** EXCERPTED DATA follows **

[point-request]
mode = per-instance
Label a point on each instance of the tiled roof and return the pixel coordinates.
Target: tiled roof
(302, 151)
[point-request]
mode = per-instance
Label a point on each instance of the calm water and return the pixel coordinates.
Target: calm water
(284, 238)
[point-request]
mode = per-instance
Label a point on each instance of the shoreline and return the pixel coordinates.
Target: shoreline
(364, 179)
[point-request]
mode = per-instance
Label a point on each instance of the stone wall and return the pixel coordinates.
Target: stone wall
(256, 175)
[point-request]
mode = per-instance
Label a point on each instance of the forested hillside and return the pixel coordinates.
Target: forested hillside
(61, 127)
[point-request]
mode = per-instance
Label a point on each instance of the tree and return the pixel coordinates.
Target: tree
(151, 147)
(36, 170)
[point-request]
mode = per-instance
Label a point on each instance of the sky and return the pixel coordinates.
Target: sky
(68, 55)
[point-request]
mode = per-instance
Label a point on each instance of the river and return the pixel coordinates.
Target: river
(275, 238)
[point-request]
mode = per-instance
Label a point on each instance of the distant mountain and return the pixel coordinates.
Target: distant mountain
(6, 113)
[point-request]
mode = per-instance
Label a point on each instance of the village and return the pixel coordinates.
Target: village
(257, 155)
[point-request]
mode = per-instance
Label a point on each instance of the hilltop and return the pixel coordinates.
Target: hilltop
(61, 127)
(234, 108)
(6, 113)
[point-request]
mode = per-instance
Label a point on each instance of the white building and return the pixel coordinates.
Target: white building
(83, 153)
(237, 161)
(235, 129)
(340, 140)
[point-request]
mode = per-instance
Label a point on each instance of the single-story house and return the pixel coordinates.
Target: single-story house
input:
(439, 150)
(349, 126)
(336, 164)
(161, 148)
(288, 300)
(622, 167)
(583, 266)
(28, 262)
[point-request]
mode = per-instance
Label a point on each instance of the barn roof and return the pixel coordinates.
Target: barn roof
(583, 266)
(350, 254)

** End of EXCERPTED DATA **

WHAT IS REQUIRED
Wherever "story" turns up in the records, copy the whole line.

RESPONSE BOX
Label a point on each instance of the single-story house and return the pixel coordinates.
Target: single-story house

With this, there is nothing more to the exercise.